## Excerpt provided
● ● ● ● ● ● ●

The results presented by Fritschi et al. are perhaps the most dramatic example of an emerging theme; the vast functional diversity within the ‘amyloid-β-ome’. Other examples include the following: Noguchi et al. (2009) reported that large soluble amyloid-β-containing assemblies termed amylospheroids, extracted from human Alzheimer’s disease brain lysates, caused apoptosis of rat septal neurons in culture at concentrations ∼40-fold lower than required for synthetic amyloid-β aggregates of similar size and immunoreactivity profile. Jin et al. (2011) revealed that small ( ∼ 8 kDa) amyloid-β immunoreactive species derived from human Alzheimer’s disease brain caused cytoskeletal disruption in cultured rat hippocampal neurons at concentrations 1000-fold lower than required for synthetic amyloid-β dimers. Moreover, Langer et al. (2011) found that a sub-fraction accounting for <0.05% of total brain amyloid-β from transgenic mouse brain was responsible for 30% of amyloid-β aggregate seeding activity in vivo (Langer et al., 2011).
An important avenue for future investigations will be to determine the specific relationship between these N-terminal modifications of amyloid-β and induction of amyloid-β aggregation in vivo. The specific forms of amyloid-β detected by mass spectrometry may be just the tip of the iceberg; many other post-translationally modified forms of amyloid-β have been described recently (Bayer and Wirths, 2014). Furthermore, the ultimate biological activity is likely to be governed most directly by the 3D structures of amyloid-β assemblies, which may require advanced methods of assessment such as pulsed hydrogen–deuterium exchange and fast photochemical oxidation mass spectrometry for characterization (Gau et al., 2013; Zhang et al., 2013).

● ● ● ● ● ● ●

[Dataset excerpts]
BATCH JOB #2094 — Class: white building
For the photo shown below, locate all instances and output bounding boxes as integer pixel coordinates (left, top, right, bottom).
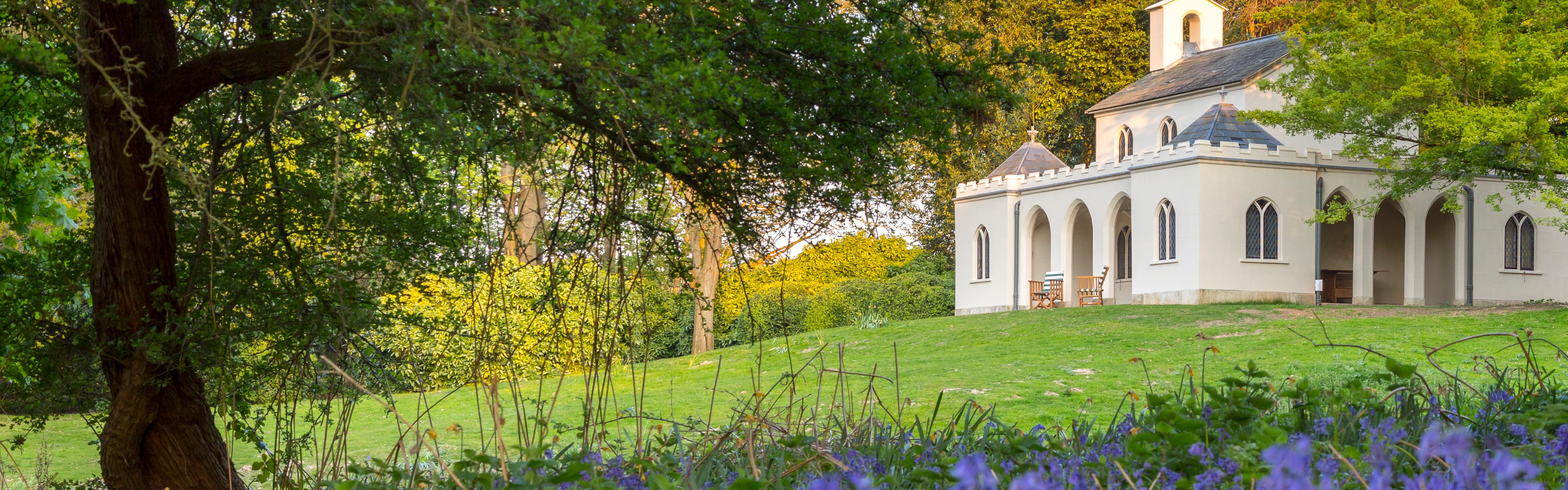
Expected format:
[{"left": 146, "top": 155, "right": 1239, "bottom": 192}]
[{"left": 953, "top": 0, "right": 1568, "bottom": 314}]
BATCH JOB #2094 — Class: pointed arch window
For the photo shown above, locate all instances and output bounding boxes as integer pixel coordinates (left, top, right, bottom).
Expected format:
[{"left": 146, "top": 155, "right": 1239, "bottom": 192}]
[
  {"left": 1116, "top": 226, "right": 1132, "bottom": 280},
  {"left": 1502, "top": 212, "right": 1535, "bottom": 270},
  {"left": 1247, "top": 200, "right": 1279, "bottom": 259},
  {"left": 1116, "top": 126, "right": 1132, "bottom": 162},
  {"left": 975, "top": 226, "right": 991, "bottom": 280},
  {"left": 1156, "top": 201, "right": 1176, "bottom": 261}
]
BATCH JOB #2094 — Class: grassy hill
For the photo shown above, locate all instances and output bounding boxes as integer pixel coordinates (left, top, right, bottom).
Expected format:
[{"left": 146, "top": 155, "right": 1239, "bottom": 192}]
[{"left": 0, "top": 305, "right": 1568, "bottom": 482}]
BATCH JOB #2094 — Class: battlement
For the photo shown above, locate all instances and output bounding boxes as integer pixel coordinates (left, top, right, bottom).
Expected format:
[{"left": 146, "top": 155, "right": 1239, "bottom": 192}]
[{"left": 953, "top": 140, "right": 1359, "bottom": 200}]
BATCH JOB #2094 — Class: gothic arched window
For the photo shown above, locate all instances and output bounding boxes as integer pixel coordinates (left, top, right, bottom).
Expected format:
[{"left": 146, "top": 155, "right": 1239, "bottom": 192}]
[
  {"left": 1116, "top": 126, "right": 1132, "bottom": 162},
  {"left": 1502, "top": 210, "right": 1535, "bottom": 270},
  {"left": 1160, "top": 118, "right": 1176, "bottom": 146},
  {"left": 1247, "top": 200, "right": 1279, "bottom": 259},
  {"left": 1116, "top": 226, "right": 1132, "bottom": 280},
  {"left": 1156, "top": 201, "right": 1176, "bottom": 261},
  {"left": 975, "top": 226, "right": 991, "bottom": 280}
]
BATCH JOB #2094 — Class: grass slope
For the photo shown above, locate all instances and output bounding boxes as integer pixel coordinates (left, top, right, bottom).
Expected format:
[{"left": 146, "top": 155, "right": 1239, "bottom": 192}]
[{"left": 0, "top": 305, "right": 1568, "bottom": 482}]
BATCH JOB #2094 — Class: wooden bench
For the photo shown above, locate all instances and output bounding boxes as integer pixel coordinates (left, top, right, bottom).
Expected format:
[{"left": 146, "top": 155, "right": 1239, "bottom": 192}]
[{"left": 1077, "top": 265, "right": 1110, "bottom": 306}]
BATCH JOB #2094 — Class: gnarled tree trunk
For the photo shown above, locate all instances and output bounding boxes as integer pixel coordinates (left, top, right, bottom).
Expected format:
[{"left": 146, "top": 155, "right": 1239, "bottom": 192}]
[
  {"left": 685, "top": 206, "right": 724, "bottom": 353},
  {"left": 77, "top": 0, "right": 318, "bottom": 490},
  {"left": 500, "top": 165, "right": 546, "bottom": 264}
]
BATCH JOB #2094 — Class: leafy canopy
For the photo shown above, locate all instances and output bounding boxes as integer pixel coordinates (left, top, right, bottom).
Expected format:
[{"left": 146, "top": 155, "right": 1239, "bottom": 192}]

● ● ● ● ● ● ●

## Exercise 1
Answer these from the passage on amyloid-β.
(a) According to Noguchi et al. (2009), amylospheroids caused apoptosis of rat septal neurons at concentrations roughly how many times lower than synthetic amyloid-β aggregates required?
(b) What share of total brain amyloid-β did the sub-fraction found by Langer et al. (2011) account for, and what share of aggregate seeding activity was it responsible for?
(c) Which two methods are named as possibly required to characterize the 3D structures of amyloid-β assemblies?
## Exercise 2
Proceed with the passage on amyloid-β from the point where it stops.

## Answer 1
(a) About 40-fold lower.
(b) It accounted for less than 0.05% of total brain amyloid-β and was responsible for 30% of aggregate seeding activity in vivo.
(c) Pulsed hydrogen–deuterium exchange and fast photochemical oxidation mass spectrometry.

## Answer 2
Importantly, the relationship between aggregate seeding activity and synaptic toxicity, tau-related pathophysiological processes, and inflammatory responses remains to be established; it is possible in principle that these events are dissociable with different structural determinants. However, oligomeric forms of amyloid-β derived from human Alzheimer’s disease brain seem to be the most potent triggers for neurotoxicity, and in reports analogous to the paper by Fritschi et al., amyloid-β oligomers seems to be present in human Alzheimer’s disease CSF at concentrations many orders of magnitude lower than in brain tissue lysates, if at all (Xia et al., 2009; Esparza et al., 2013; Savage et al., 2014).
In conclusion, with the efforts of Fritschi et al., as well as several other groups in recent years, the streetlight is now beginning to swing around to illuminate the human brain directly.
Hopefully this is where we will find the keys to developing effective therapeutics for Alzheimer’s disease.